Please repeat the records starting with the line containing "query (the phrase naming what to segment): chain-link" and going on through the end of the records, swapping "green foliage" for "green leaves" and leaving everything else as it is.

START

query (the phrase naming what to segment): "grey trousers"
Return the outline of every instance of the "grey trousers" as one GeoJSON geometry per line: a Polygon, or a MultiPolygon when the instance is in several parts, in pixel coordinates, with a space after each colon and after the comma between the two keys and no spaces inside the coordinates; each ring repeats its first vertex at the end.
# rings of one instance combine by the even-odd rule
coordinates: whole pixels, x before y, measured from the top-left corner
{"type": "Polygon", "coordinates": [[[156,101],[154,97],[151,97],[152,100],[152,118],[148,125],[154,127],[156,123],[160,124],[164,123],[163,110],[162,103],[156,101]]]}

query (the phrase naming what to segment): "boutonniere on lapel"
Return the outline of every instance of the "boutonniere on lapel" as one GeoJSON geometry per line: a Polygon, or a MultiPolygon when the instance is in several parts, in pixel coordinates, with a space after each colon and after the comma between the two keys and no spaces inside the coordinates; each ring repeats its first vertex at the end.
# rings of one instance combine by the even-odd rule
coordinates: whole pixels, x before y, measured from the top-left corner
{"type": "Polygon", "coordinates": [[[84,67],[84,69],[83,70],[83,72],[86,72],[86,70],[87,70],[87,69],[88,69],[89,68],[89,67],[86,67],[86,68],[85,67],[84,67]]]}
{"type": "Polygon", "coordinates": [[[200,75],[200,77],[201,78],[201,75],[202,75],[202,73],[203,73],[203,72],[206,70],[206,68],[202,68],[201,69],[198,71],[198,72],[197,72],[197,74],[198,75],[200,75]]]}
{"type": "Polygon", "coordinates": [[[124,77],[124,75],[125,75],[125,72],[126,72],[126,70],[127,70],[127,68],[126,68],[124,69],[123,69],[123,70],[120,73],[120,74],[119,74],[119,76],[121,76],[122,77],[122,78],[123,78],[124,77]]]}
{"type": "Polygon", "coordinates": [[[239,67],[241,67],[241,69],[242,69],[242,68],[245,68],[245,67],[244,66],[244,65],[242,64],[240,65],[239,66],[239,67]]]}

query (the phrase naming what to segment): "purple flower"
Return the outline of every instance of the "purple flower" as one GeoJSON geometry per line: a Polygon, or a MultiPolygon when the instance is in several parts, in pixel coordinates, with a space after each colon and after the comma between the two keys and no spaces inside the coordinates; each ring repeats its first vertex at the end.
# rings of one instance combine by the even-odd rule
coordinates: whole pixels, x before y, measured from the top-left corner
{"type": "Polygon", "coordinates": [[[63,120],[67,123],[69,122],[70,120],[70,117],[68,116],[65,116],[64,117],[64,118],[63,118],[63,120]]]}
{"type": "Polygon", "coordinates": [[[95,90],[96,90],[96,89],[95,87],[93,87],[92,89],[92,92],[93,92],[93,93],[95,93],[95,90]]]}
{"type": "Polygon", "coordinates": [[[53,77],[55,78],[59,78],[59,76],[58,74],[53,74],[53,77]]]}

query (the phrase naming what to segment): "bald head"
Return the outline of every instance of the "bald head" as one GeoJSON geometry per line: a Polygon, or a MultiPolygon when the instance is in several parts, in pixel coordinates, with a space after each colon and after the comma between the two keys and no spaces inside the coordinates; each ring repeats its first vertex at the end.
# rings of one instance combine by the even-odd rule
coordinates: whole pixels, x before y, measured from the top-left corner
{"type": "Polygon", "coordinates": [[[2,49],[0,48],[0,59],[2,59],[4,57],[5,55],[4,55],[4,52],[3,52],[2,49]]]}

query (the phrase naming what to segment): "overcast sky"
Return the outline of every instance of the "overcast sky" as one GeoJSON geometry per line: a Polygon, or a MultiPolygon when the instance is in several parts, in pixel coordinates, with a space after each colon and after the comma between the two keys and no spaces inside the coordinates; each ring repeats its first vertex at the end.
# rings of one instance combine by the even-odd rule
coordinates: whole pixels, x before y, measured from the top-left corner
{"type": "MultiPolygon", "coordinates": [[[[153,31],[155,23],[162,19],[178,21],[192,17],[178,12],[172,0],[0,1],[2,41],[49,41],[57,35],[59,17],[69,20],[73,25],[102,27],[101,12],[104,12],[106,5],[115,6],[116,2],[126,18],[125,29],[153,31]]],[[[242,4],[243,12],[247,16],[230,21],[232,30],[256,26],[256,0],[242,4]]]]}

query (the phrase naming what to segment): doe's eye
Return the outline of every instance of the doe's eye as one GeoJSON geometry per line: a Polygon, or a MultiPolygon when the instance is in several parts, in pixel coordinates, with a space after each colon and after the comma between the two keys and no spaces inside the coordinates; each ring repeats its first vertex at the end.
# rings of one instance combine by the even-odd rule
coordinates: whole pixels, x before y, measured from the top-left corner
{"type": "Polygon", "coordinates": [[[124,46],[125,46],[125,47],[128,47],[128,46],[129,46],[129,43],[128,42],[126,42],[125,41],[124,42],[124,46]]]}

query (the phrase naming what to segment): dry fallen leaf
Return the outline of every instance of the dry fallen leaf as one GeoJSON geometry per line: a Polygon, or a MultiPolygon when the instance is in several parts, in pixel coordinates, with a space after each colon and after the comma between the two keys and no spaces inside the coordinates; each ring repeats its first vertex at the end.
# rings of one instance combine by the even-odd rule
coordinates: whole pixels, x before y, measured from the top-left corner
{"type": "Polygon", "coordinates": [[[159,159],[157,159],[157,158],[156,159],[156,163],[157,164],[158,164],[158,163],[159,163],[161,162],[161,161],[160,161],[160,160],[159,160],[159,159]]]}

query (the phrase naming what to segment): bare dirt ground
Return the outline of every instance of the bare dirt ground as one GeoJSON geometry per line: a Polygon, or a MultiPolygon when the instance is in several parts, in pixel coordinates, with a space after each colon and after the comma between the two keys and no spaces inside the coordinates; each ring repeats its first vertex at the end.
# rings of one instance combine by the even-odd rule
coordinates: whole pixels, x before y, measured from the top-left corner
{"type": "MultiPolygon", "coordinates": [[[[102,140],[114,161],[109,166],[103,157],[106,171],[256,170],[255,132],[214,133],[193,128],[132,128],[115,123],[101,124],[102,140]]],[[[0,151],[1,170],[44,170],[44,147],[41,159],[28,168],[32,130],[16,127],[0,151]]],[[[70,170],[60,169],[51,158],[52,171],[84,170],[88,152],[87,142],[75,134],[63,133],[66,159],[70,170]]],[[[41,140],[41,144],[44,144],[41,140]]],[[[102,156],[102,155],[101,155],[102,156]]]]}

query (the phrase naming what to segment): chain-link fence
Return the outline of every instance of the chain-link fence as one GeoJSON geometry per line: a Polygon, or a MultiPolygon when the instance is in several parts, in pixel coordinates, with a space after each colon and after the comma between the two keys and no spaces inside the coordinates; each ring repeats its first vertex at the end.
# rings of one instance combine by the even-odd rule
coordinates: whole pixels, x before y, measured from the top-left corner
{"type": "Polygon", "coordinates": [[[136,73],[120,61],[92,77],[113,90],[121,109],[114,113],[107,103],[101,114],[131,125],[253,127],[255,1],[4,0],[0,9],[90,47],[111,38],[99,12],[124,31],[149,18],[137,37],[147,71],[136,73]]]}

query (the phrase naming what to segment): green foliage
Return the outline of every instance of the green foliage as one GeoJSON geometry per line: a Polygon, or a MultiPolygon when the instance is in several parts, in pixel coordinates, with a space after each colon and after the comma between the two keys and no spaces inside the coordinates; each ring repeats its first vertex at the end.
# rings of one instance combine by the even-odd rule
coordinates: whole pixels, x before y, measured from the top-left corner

END

## Answer in full
query (the phrase naming what to segment): chain-link fence
Return the outline of every instance of the chain-link fence as one GeoJSON geometry per line: a Polygon, or a MultiPolygon when the instance is in several parts, in pixel coordinates, with a space after each colon and after the comma between the two keys and no spaces inside the coordinates; each ring repeats its first vertex at the end.
# rings of one instance combine by the even-odd rule
coordinates: whole pixels, x before y, measured from the top-left corner
{"type": "Polygon", "coordinates": [[[136,73],[120,61],[92,77],[113,90],[121,109],[114,113],[107,103],[101,114],[131,125],[253,127],[255,1],[4,0],[0,9],[90,47],[111,38],[99,12],[124,31],[149,18],[137,37],[147,71],[136,73]]]}

query (the phrase naming what to segment): green leaves
Return the outline of every instance of the green leaves as one GeoJSON geometry per line: a Polygon, or a MultiPolygon when the instance is in several parts, in pixel coordinates, with a space after each colon and after the comma between the two keys and no spaces inside the coordinates; each ring repeats its first vertex at the end.
# rings of one instance combine by the even-odd rule
coordinates: whole pixels, x before y, measured from the top-left corner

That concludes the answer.